**SHORT PROBLEM**
Output every line of the records below as a JSON list of strings, one string per line, leaving out blank lines and the pictures.

Excerpts of location labeling data:

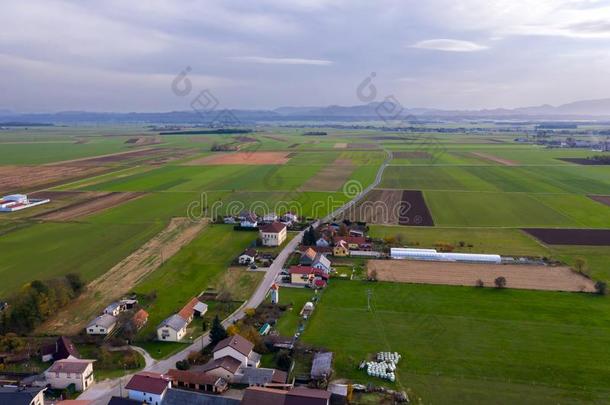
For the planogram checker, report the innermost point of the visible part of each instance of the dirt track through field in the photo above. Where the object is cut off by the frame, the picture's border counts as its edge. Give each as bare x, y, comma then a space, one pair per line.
466, 274
495, 159
120, 279
95, 204
242, 158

**CORRECT RESPONSE**
[
  "For the planogram checker, report the innermost point of the visible part of each instance of the dirt track through field in the photo above. Where the object is cut off by the frame, the picture's border counts as its edge. Give each as bare x, y, comma then a space, one pair per line.",
  "466, 274",
  "495, 159",
  "120, 279",
  "95, 204",
  "242, 158"
]